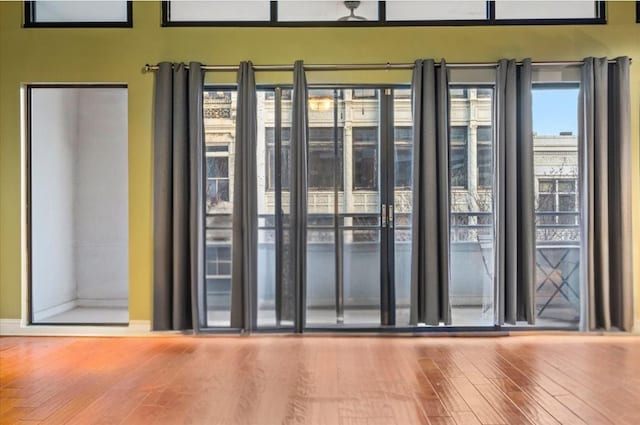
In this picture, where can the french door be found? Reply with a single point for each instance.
(359, 206)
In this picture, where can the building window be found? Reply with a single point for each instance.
(285, 159)
(458, 93)
(365, 158)
(403, 160)
(458, 156)
(322, 158)
(217, 175)
(365, 93)
(484, 137)
(557, 196)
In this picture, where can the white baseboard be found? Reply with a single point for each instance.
(56, 309)
(95, 302)
(15, 327)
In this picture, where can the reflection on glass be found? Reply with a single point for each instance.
(556, 170)
(274, 292)
(343, 247)
(324, 10)
(219, 10)
(80, 11)
(430, 10)
(403, 165)
(471, 207)
(534, 9)
(219, 120)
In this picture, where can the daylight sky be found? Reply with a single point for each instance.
(555, 110)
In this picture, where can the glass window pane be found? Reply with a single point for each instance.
(365, 134)
(555, 112)
(322, 10)
(398, 10)
(485, 133)
(217, 10)
(402, 198)
(471, 209)
(365, 93)
(558, 9)
(219, 121)
(403, 134)
(80, 11)
(458, 92)
(485, 165)
(566, 186)
(365, 168)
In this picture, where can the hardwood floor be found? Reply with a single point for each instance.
(320, 380)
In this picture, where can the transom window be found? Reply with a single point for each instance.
(371, 13)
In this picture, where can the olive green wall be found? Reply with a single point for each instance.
(117, 55)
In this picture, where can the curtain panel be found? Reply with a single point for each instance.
(244, 256)
(178, 214)
(430, 217)
(605, 138)
(515, 210)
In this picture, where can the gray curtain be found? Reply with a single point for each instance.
(514, 191)
(605, 157)
(178, 216)
(298, 192)
(245, 205)
(430, 215)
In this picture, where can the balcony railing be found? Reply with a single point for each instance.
(332, 239)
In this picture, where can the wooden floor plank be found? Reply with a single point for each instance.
(547, 380)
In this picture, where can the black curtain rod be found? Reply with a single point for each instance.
(364, 67)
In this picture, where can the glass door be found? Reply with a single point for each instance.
(359, 187)
(351, 209)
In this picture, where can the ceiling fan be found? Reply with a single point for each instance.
(352, 6)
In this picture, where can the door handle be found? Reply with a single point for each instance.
(383, 215)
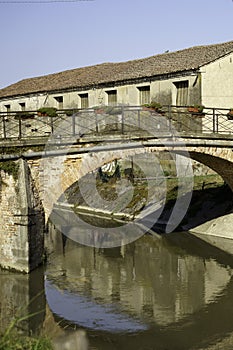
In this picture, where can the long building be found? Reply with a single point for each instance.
(196, 75)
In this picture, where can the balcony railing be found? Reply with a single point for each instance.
(132, 120)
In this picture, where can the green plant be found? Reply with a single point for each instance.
(47, 111)
(10, 167)
(24, 115)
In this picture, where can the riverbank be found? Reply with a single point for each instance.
(211, 198)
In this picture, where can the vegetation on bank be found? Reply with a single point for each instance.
(10, 167)
(13, 341)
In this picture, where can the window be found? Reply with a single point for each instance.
(182, 93)
(144, 94)
(84, 100)
(59, 100)
(112, 97)
(23, 106)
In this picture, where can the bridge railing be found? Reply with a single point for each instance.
(114, 120)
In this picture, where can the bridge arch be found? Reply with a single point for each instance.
(60, 173)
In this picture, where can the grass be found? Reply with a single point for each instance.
(11, 339)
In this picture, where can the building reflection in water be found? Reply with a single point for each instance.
(22, 295)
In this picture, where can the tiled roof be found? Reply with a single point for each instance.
(85, 77)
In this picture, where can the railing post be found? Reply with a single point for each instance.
(20, 128)
(139, 119)
(73, 124)
(214, 120)
(169, 118)
(51, 124)
(4, 126)
(96, 122)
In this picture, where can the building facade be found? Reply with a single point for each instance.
(197, 75)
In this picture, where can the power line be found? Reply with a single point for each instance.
(38, 1)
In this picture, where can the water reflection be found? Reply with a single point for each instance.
(173, 292)
(149, 287)
(22, 295)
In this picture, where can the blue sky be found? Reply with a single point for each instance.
(38, 39)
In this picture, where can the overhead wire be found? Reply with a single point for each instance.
(38, 1)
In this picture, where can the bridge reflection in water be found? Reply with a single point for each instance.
(152, 293)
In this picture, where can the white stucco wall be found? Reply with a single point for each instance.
(163, 91)
(217, 83)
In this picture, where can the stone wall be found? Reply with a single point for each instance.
(21, 221)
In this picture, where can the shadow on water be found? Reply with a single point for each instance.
(205, 205)
(22, 295)
(170, 292)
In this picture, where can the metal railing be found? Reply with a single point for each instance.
(132, 120)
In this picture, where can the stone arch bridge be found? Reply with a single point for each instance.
(28, 198)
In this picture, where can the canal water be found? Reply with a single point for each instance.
(170, 292)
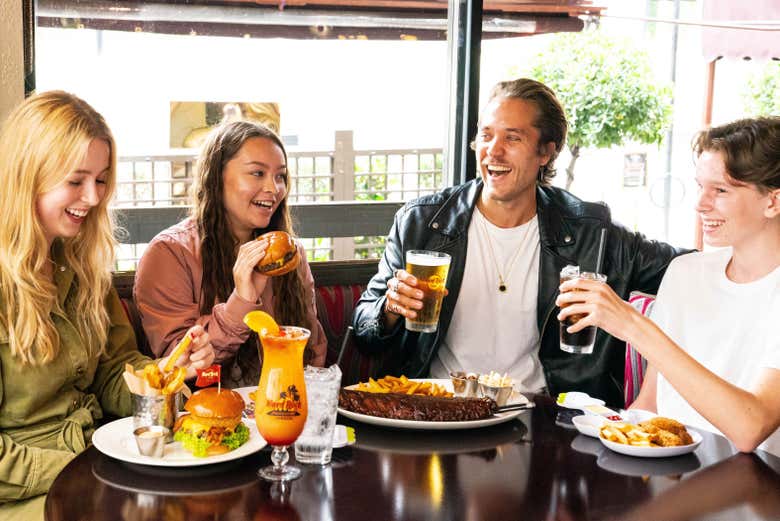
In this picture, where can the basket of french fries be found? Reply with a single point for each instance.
(155, 393)
(656, 437)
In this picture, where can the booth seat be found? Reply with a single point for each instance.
(636, 365)
(335, 302)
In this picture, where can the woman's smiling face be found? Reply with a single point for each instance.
(255, 183)
(65, 207)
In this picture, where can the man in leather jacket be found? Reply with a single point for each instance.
(509, 234)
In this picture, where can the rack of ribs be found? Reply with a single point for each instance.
(416, 407)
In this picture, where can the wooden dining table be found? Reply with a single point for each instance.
(535, 467)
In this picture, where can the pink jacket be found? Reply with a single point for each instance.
(167, 289)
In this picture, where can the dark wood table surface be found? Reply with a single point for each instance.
(529, 469)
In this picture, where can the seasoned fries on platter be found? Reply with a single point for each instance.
(401, 384)
(656, 432)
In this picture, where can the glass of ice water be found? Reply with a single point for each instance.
(315, 444)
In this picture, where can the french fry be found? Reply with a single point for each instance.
(154, 376)
(177, 352)
(174, 380)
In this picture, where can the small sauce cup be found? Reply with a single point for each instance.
(500, 395)
(151, 440)
(463, 384)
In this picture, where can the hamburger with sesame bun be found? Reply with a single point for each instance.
(281, 256)
(213, 425)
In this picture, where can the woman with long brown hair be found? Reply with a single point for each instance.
(202, 270)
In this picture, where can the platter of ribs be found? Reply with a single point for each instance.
(425, 412)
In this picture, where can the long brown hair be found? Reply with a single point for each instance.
(218, 245)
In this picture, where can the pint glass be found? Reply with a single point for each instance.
(430, 268)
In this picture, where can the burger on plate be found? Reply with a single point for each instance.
(213, 425)
(281, 256)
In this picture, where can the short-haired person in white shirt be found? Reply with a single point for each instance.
(713, 344)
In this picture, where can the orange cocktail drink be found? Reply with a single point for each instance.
(280, 400)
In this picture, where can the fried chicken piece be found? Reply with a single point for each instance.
(667, 432)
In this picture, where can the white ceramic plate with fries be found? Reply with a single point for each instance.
(116, 440)
(650, 452)
(446, 385)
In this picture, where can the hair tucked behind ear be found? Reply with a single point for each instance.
(218, 245)
(44, 139)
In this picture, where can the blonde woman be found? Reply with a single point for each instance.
(64, 339)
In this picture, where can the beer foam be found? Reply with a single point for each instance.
(422, 259)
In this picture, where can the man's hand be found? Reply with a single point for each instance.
(402, 298)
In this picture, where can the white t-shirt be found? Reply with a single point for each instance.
(730, 328)
(493, 330)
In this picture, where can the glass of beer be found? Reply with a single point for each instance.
(430, 268)
(581, 342)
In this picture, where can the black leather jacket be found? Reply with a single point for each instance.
(569, 233)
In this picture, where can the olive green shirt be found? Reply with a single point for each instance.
(49, 412)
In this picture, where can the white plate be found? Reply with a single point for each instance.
(654, 452)
(116, 439)
(500, 417)
(589, 424)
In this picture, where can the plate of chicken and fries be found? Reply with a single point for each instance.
(423, 404)
(658, 437)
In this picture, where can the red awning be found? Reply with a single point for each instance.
(742, 43)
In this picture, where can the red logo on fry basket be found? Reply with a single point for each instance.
(208, 376)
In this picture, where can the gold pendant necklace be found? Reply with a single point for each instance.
(502, 287)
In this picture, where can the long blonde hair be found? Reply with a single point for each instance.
(42, 141)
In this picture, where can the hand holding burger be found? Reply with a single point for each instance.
(213, 425)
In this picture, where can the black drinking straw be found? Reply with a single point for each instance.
(602, 244)
(344, 345)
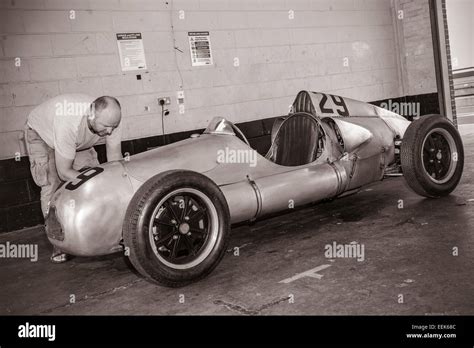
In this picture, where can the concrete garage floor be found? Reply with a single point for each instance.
(407, 252)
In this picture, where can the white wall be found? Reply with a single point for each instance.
(278, 57)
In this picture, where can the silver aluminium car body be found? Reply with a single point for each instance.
(86, 215)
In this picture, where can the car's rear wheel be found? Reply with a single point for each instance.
(432, 156)
(176, 228)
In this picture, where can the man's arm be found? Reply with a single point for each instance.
(114, 151)
(113, 144)
(64, 167)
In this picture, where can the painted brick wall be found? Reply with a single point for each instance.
(278, 57)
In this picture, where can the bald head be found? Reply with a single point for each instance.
(105, 115)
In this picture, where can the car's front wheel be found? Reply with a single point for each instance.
(432, 156)
(176, 227)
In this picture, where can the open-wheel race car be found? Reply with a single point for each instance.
(171, 208)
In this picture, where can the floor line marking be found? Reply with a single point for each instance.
(311, 273)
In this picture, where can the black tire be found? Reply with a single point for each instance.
(176, 256)
(432, 156)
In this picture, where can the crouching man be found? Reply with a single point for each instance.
(59, 136)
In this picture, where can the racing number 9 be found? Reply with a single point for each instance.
(338, 101)
(83, 177)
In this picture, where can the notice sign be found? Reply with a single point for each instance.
(132, 54)
(200, 47)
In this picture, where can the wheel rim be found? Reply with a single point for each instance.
(183, 229)
(438, 157)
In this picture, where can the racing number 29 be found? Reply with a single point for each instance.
(338, 101)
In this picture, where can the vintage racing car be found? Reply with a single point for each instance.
(171, 208)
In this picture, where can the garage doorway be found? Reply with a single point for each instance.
(461, 38)
(453, 44)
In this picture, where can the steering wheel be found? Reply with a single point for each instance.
(240, 135)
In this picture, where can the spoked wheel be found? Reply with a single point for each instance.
(432, 156)
(177, 227)
(438, 159)
(184, 228)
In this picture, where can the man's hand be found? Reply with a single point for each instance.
(114, 151)
(64, 167)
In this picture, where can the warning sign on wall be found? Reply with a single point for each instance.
(200, 47)
(132, 54)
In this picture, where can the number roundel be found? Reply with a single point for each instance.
(337, 101)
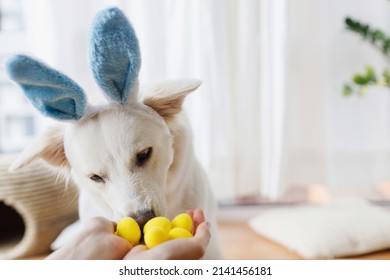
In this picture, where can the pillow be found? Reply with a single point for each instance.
(340, 228)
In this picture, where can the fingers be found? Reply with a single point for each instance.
(197, 218)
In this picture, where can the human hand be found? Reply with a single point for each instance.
(182, 248)
(96, 241)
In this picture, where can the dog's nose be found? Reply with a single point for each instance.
(143, 217)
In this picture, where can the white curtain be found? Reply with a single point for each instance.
(269, 114)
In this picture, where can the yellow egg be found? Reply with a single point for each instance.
(179, 233)
(182, 221)
(128, 229)
(161, 222)
(155, 236)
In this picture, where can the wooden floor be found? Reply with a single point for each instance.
(240, 242)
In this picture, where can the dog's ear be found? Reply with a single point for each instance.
(48, 147)
(167, 98)
(51, 92)
(115, 58)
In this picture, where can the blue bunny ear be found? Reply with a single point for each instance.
(52, 93)
(115, 57)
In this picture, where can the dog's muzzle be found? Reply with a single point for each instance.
(142, 217)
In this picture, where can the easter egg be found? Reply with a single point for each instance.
(161, 222)
(179, 233)
(128, 229)
(182, 221)
(155, 236)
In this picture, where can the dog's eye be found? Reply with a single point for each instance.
(96, 178)
(143, 156)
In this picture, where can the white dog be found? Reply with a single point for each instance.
(127, 157)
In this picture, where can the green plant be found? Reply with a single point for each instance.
(369, 77)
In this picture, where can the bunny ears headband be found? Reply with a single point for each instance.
(115, 62)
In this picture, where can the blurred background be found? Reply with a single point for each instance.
(273, 117)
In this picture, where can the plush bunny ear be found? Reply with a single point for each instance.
(52, 93)
(115, 58)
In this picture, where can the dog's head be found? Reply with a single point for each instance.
(120, 152)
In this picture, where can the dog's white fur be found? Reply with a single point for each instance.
(106, 143)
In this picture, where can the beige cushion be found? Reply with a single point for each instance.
(35, 205)
(340, 228)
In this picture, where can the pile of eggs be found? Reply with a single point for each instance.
(156, 231)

····················

Write out exactly the lines from the line holding "In this picture, where can the dog's ear" through the last line of the data, and nothing besides those lines.

In this picture, where can the dog's ear be found? Reply with a single point for each instance.
(48, 147)
(167, 98)
(51, 92)
(115, 58)
In this picture, where can the blue bunny ear be found? Reply with a single point for each instance.
(52, 93)
(115, 57)
In this picture, where can the dog's muzzle be found? Reply with a single point for each instance.
(142, 217)
In this picture, where can the easter egg be found? Reply with a single point for each instance.
(161, 222)
(179, 233)
(128, 229)
(182, 221)
(155, 236)
In this picture, where can the dog's eye be found? Reply with a single point for each instance.
(96, 178)
(143, 156)
In this picture, where can the white dog be found? Reply with a single point for each instance.
(127, 157)
In this picture, where can the green plant be found? Reply with a single point for each instance.
(369, 77)
In this picture, where can the bunny ears headband be found? Reply with a single point for each instance.
(115, 62)
In this picture, where can the blurred background be found? Reply with a single point for each instance.
(273, 117)
In this picture, where can the plush bunny ear be found? Reply with a single point for each instance.
(52, 93)
(115, 58)
In this picture, where can the dog's head be found? Reply with a single point for each instance.
(120, 152)
In this picture, where can the dog's white fur be found? Reply with a single point for each instance.
(106, 143)
In this picture, where can the beige cushion be found? Reply with a single point for each instance.
(35, 205)
(340, 228)
In this picture, where can the pile of eggs be found? Reply with a single point for each instance.
(156, 231)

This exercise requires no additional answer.